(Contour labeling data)
== == ==
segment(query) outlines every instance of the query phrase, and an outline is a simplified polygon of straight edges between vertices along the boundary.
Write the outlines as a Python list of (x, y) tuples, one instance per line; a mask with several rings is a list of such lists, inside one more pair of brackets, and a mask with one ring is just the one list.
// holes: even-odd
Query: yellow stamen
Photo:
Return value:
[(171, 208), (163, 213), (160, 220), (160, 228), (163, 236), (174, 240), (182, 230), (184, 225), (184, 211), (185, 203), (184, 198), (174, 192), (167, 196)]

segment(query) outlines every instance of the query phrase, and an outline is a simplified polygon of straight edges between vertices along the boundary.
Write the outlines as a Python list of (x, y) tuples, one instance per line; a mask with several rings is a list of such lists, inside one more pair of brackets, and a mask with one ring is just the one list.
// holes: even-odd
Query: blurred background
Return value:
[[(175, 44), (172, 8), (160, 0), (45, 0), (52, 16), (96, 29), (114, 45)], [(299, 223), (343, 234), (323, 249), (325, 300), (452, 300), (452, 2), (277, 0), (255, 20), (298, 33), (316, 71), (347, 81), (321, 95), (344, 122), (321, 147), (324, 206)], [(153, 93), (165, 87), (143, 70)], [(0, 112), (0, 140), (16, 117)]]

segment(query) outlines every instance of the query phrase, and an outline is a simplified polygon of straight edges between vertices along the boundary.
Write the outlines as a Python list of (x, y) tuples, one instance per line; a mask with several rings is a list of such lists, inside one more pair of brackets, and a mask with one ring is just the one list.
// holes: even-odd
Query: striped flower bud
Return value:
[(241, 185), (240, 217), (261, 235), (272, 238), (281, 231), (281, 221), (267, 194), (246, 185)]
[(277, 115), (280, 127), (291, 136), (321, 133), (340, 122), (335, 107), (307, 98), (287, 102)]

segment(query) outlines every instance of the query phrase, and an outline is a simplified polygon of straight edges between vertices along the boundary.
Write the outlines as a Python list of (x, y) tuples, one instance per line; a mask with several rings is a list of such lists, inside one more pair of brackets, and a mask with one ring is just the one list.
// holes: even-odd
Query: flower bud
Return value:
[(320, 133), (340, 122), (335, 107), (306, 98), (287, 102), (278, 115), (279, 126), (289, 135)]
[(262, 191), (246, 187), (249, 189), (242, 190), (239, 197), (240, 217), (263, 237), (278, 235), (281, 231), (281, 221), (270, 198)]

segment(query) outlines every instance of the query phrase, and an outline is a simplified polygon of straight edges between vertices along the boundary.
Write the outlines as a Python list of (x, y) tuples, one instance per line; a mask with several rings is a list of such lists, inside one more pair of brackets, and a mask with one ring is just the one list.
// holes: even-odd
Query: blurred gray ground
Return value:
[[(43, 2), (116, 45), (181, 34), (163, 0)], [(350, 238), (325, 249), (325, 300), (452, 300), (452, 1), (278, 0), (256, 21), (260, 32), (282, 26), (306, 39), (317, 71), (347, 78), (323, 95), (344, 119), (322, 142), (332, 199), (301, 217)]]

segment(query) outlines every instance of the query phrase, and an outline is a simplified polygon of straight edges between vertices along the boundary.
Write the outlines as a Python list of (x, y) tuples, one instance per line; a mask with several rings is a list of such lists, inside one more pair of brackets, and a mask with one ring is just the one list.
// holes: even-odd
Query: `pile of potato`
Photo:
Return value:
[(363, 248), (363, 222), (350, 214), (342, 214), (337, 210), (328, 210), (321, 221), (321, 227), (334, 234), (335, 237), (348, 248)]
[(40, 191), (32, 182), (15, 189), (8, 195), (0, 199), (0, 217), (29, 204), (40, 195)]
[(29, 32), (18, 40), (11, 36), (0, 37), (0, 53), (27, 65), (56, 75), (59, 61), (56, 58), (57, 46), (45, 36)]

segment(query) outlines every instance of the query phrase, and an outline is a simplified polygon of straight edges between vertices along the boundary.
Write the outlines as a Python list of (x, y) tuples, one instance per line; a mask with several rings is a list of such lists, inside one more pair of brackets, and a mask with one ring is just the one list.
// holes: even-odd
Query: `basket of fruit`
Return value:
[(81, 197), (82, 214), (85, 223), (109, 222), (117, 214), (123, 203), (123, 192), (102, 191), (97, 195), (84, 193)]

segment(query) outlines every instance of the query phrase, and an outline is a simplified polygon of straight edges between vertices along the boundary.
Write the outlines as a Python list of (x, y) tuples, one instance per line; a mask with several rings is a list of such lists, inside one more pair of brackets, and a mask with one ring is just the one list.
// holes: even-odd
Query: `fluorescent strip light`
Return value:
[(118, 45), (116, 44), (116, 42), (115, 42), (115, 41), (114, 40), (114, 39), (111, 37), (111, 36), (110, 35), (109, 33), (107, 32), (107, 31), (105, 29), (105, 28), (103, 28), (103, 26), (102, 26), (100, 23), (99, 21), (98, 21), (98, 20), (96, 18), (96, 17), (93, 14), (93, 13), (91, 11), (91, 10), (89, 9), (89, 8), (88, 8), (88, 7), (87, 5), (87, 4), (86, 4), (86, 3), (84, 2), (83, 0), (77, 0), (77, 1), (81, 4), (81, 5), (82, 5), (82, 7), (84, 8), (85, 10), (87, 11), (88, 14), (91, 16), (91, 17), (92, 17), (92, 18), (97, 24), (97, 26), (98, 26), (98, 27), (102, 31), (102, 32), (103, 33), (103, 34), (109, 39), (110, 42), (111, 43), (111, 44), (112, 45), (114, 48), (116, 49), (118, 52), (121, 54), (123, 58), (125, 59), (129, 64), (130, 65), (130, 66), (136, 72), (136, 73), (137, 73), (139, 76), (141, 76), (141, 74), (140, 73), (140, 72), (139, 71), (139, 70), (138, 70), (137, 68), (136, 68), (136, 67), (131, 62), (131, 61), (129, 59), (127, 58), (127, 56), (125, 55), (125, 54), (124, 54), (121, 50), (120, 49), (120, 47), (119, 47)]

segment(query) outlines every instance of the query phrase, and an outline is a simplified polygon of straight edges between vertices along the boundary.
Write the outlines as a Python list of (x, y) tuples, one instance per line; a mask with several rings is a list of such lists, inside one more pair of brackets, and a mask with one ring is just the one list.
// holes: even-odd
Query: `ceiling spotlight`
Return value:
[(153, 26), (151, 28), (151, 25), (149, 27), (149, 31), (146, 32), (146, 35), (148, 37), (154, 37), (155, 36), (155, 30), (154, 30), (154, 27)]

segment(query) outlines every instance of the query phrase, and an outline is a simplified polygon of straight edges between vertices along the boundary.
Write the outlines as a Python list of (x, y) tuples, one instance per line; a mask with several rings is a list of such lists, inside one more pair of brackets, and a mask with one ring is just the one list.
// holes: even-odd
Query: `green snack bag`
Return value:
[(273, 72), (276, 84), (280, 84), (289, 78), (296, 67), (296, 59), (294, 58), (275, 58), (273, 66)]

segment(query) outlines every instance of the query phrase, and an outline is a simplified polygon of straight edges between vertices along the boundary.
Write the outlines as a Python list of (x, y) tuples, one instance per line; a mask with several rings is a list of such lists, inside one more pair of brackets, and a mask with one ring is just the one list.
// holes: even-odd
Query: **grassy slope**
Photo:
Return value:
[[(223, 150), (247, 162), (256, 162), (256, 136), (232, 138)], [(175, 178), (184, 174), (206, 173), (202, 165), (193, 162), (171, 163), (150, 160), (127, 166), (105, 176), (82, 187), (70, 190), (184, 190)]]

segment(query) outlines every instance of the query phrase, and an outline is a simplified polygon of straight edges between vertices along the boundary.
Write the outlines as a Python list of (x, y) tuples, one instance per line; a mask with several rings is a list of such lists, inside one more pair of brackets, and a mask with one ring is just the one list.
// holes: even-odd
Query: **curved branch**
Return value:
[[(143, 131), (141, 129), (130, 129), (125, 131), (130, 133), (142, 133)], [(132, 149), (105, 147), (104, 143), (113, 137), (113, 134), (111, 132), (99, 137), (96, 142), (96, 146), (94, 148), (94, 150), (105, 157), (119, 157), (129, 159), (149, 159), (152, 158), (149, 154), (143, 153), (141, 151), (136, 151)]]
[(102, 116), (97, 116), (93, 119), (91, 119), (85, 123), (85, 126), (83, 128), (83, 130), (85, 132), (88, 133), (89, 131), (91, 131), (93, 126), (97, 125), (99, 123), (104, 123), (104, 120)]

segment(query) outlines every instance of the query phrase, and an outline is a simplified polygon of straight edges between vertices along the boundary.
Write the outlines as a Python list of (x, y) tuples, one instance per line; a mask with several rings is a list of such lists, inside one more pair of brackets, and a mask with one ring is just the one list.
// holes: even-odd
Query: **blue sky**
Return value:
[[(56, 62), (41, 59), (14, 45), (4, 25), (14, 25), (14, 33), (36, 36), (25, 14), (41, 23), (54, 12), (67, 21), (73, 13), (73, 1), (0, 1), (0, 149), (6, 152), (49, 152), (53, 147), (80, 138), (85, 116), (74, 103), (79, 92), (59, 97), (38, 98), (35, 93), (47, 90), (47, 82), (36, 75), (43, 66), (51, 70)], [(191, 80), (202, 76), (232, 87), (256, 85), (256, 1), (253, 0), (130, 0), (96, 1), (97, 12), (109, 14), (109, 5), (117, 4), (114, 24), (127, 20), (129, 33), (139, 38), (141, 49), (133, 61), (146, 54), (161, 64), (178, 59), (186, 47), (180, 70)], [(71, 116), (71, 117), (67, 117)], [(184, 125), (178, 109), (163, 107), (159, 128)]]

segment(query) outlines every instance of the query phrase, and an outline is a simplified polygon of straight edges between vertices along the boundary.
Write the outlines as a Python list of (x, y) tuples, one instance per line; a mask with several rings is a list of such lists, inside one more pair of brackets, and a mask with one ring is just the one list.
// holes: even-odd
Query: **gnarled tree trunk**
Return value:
== == ==
* **GIVEN INSTRUCTION**
Starting at the beginning of the data and going on through the line containing "192), (167, 196)]", reproduce every line, requests included, with each coordinate in the answers shifted up by 40.

* **SOLUTION FOR THIS PROBLEM**
segment(query) outlines every instance of the query phrase, and an outline is a simplified polygon of straight edges between vertices along the boundary.
Write the outlines as a Python list of (x, y) tuples, one instance per line; a mask with several rings is a list of such lists, inside one more pair of brackets, and a mask with one ring is just the one list.
// holes: even-odd
Query: yellow stamen
Photo:
Return value:
[(211, 248), (203, 253), (200, 260), (200, 268), (203, 276), (214, 280), (222, 270), (224, 265), (224, 251), (225, 243), (224, 238), (214, 232), (207, 236)]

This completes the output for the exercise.